## Document text
- - -

My Approach to Therapy

My Approach to Therapy

My approach to therapy begins with the understanding that it is our beliefs and thoughts about ourselves, others, and events that determine how we feel and how we act. This approach, called Cognitive-Behavioral Therapy, CBT, teaches us to become aware of what we are telling ourselves is true, examine those beliefs, and through awareness and behavioral experiments in new ways of coping, replace dysfunctional thinking patterns, such as self-critical and discouraging thoughts, with patterns of thinking that are self-supporting, encouraging, and productive of positive feelings and behaviors. We used to think that changing in this way was hardly possible. But because we now know that our brains are constantly learning, every day strengthening or modifying old connections and building new ones, we know that it is possible to change, and we understand why it is so important to take charge of our own thoughts.

I like to teach people to give up the question, “What’s wrong with me?” and view their problems as learning problems. When we have trouble coping with life, it’s because we haven’t learned how to do it better–yet; and when we turn our focus to how to do it better, we’re already moving forward.

To learn the most effective ways to regulate our own feelings and behavior, and strengthen our ability to tolerate and cope with stress, CBT incorporates mindfulness techniques for present awareness and self-soothing; body-based awareness and calming techniques such as exercise, relaxation, and bilateral stimulation; and dialectical behavior therapy techniques for distress tolerance.

This treatment approach has proven in research and clinical work to be effective for depression, anxiety, panic attacks, phobias, obsessive-compulsive disorders,
and impulse disorders–substance abuse, dysfunctional eating, anger dyscontrol, and addictions. It is also helpful in the treatment of posttraumatic stress disorder, and for the psychological management of pain and chronic illness. For more severe disorders, the research is clear that a combination of medication and CBT is usually most effective.

I think of the kind of therapy I do as “psychodynamically-informed CBT.” Psychodynamic therapy provides awareness of how our earliest experiences have shaped our personalities, our relationships, our coping strengths and weaknesses. It focuses attention on how these things play out in the relationship between patient and therapist, and how that relationship can be healing.

- - -

## Problem requirements
Resume the text on the author's approach to therapy, picking up right after its final sentence. The lines that follow come from a separate source and are not part of the therapy text.

- - -

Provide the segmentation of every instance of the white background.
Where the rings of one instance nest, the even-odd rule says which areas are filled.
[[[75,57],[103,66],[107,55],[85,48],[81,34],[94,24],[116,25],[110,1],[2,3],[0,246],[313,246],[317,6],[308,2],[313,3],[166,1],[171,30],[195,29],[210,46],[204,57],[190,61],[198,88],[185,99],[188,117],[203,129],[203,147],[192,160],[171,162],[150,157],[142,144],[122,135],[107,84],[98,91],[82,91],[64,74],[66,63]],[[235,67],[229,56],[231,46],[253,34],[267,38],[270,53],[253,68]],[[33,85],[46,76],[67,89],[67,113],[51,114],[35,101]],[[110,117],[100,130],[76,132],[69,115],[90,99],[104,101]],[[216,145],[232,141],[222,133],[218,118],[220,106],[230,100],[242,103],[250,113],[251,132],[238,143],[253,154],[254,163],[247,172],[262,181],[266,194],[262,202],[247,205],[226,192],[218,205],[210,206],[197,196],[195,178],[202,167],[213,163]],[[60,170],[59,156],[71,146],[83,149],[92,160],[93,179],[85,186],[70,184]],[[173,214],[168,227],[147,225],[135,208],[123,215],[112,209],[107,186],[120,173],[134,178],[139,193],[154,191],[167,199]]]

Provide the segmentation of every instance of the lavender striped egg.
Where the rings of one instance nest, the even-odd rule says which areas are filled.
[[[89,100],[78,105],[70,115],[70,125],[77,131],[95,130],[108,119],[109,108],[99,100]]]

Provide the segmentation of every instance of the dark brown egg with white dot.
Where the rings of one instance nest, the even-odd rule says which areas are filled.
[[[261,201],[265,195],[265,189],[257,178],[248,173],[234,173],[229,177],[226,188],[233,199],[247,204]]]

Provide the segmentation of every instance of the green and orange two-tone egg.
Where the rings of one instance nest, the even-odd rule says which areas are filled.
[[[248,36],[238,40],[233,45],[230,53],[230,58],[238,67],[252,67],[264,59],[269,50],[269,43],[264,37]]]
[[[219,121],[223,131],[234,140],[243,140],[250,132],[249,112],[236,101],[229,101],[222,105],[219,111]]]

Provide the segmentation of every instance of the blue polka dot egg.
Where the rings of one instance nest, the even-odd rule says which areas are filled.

- - -

## Reply
Humanistic and Gestalt approaches have also emphasized the importance of the relationship for growth and change, focusing on awareness, authenticity, and nonjudgmental positive regard.

Newer therapies include EMDR, a method developed for the treatment of posttraumatic stress disorder. Trauma stops the normal processing of events into the past in our memories, and EMDR facilitates that processing. It is used to help speed the changes in our brain necessary for letting go of past pain, for healing, and for further development.

Beyond therapist competence, the most important component of therapy that works is an approach that has recently become its own system, Positive Psychology. For many years, psychology focused on healing weaknesses, pain and suffering. Positive Psychology focuses on strengths; on growing self-esteem, self-confidence, and resilience; on learning attitudes that facilitate happiness, vitality, and well being–optimism, compassion, gratitude, hope. In Positive Psychology the focus of therapy is not simply on how not to suffer, but on how to flourish–how to fill life with positive emotions, positive relationships, engagement, meaning, and achievement.

Therapy that works changes your focus from the life you don’t want to the life you do want. It helps you turn wishes into intentions, criticism into accountability, helplessness into action. It gives you hope, and supports your strengths. It mobilizes you to make the changes you need to create the life you want.